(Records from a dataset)

----

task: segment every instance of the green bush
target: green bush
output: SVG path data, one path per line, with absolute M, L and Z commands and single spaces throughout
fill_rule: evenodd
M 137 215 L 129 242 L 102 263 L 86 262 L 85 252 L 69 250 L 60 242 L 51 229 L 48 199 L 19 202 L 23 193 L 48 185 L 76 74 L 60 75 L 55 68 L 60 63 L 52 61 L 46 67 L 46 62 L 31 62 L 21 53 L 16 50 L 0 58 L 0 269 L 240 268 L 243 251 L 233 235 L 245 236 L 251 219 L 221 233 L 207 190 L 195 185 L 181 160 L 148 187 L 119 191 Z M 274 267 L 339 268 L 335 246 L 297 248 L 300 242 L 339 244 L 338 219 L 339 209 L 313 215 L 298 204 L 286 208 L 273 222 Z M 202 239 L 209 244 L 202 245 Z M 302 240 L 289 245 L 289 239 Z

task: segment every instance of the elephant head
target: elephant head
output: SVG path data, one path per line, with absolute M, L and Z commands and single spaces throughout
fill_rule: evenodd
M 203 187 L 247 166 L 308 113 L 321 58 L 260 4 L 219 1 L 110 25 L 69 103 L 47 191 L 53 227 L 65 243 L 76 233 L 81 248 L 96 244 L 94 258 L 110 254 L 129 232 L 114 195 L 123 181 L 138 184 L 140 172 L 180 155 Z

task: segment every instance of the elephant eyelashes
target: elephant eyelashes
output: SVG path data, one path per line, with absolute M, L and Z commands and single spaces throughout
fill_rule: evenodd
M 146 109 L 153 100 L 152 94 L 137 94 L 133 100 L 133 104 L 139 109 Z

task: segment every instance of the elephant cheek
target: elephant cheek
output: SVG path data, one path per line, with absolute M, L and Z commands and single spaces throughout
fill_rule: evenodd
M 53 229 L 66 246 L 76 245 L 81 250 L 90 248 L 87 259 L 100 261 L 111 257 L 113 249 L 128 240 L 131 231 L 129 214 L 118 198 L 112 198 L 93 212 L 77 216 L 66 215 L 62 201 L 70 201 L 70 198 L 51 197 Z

----

## GIVEN PROBLEM
Rewrite every line of the rows above as a single JSON list of strings, one string per line, leaving out the blank lines.

## THE RESPONSE
[
  "task: segment every instance of the green bush",
  "target: green bush",
  "output: SVG path data, one path per line, with absolute M, L and Z commands and single spaces throughout",
  "fill_rule: evenodd",
  "M 137 215 L 129 242 L 102 263 L 86 262 L 85 252 L 69 250 L 60 242 L 51 229 L 48 199 L 19 202 L 23 193 L 48 185 L 76 74 L 60 75 L 55 68 L 60 63 L 52 61 L 46 67 L 46 62 L 31 62 L 21 53 L 16 50 L 0 58 L 0 269 L 240 268 L 243 251 L 233 235 L 245 236 L 251 219 L 221 233 L 207 190 L 195 185 L 181 160 L 148 187 L 119 191 Z M 274 267 L 339 268 L 335 246 L 297 248 L 300 242 L 339 244 L 338 219 L 339 209 L 313 215 L 298 204 L 286 208 L 273 222 Z M 202 239 L 209 244 L 202 245 Z M 302 240 L 289 245 L 289 239 Z",
  "task: segment every instance of the elephant head",
  "target: elephant head",
  "output: SVG path data, one path per line, with absolute M, L and Z commands and single spaces throughout",
  "fill_rule: evenodd",
  "M 203 187 L 247 166 L 308 113 L 321 58 L 260 4 L 219 1 L 110 25 L 69 103 L 47 191 L 53 227 L 65 243 L 76 233 L 81 248 L 96 244 L 94 258 L 110 254 L 129 232 L 114 195 L 123 181 L 138 184 L 140 172 L 180 155 Z",
  "task: segment every instance of the elephant eyelashes",
  "target: elephant eyelashes",
  "output: SVG path data, one path per line, with absolute M, L and Z commands and single spaces throughout",
  "fill_rule: evenodd",
  "M 146 109 L 153 100 L 152 94 L 137 94 L 133 100 L 133 104 L 139 109 Z",
  "task: segment every instance of the elephant cheek",
  "target: elephant cheek",
  "output: SVG path data, one path per line, with absolute M, L and Z commands and single spaces throughout",
  "fill_rule: evenodd",
  "M 53 229 L 66 246 L 76 245 L 81 250 L 90 248 L 87 259 L 100 261 L 111 257 L 113 249 L 128 240 L 131 231 L 129 214 L 118 198 L 112 198 L 93 212 L 77 216 L 66 215 L 62 201 L 70 201 L 70 198 L 51 197 Z"
]